# SET EXERCISE
Retype each of the items below word for word, leaving out the pictures.

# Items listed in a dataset
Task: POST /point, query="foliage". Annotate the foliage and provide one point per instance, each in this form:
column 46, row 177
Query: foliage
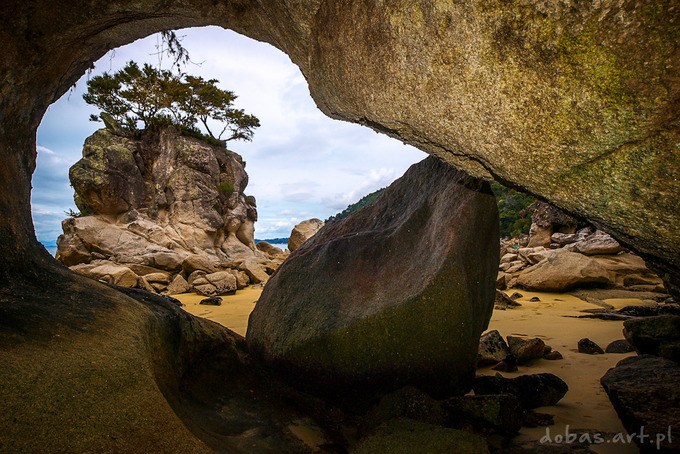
column 514, row 216
column 157, row 97
column 366, row 200
column 76, row 214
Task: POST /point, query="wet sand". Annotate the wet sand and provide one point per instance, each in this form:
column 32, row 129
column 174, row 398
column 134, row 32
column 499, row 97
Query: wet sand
column 585, row 406
column 233, row 313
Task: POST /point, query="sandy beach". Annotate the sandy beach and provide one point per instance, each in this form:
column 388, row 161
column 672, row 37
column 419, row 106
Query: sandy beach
column 586, row 405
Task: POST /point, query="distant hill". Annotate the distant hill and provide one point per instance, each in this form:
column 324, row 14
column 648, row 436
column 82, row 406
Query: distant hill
column 273, row 240
column 367, row 199
column 514, row 216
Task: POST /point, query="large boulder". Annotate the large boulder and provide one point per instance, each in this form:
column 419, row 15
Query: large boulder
column 533, row 391
column 563, row 270
column 161, row 201
column 645, row 392
column 397, row 293
column 659, row 336
column 109, row 272
column 302, row 232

# ANSWER
Task: POST /point, query="foliage". Annotate the foliage and provide one point per instance, each in this form:
column 46, row 177
Query: foliage
column 514, row 216
column 157, row 97
column 366, row 200
column 76, row 214
Task: POST /point, query="wet sand". Annotate the wet sand and provide one point per instance, each in this form:
column 32, row 129
column 174, row 398
column 134, row 32
column 499, row 97
Query: wet sand
column 585, row 406
column 233, row 313
Task: POST /point, query="sandy beach". Annotate the sandy beach and provide one point per instance, each in this form:
column 388, row 161
column 672, row 37
column 419, row 106
Query: sandy beach
column 586, row 405
Task: POST /point, query="distant hill". Annotate the distant hill and provide one point per instance, each in this form:
column 324, row 14
column 648, row 436
column 82, row 406
Query: distant hill
column 273, row 240
column 367, row 199
column 514, row 216
Task: POST /point, query="large boulder". Annotate the large boulder and provide one point per instance, each in this form:
column 419, row 15
Query: large boulder
column 533, row 391
column 563, row 270
column 161, row 201
column 645, row 392
column 397, row 293
column 659, row 336
column 109, row 272
column 302, row 232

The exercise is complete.